* Begin DATA TO USE *

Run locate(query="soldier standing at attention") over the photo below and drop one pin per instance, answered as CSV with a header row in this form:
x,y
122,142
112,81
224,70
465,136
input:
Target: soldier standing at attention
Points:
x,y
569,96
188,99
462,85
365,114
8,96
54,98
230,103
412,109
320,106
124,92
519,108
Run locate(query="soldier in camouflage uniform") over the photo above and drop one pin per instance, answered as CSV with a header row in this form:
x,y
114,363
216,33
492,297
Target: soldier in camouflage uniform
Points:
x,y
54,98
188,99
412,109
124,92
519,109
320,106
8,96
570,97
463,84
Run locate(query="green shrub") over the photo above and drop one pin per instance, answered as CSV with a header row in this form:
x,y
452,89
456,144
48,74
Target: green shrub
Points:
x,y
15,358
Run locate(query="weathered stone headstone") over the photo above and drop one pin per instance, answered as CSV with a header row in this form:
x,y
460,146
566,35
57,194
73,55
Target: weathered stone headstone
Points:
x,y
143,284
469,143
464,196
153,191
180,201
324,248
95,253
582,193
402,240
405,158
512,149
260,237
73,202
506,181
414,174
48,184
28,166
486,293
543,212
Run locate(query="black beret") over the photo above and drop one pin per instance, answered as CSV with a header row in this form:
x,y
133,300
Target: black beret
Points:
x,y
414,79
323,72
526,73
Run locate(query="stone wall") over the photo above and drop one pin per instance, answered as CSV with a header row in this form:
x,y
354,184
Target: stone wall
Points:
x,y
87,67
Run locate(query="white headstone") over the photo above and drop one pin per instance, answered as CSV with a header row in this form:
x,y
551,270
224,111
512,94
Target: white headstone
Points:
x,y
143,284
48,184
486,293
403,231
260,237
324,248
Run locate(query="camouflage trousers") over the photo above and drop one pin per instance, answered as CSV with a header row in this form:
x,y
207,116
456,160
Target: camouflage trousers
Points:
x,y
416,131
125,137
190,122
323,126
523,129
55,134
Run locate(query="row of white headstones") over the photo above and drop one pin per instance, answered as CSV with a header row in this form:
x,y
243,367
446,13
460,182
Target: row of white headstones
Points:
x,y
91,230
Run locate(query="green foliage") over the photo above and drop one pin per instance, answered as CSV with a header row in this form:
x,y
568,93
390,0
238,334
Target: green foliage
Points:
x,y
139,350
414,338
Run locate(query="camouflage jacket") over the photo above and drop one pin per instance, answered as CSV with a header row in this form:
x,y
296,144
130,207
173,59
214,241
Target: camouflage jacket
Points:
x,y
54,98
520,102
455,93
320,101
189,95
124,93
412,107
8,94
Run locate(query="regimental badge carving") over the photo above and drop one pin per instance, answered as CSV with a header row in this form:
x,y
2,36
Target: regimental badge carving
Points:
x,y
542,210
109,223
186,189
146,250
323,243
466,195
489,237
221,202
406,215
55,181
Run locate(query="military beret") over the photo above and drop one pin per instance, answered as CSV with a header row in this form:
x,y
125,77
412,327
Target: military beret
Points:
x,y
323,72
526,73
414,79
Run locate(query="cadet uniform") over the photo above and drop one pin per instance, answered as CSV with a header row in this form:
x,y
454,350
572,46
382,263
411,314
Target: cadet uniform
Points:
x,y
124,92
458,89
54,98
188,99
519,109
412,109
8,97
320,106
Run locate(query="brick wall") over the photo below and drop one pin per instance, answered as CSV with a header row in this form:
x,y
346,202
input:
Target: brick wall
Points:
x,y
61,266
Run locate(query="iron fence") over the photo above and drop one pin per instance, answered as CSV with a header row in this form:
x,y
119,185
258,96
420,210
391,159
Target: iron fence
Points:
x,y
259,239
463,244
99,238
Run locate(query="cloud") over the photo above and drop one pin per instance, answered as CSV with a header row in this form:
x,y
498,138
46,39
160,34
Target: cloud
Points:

* End DATA TO USE *

THE EXERCISE: Gather every line from the items above that contains the string "weathered", treating uppercase and lowercase as distinct.

TASK SOLUTION:
Run locate(query="weathered stone headstone") over the photo above and drop one pin per instance, answered as CSV with a header row in this form:
Target: weathered stone headstone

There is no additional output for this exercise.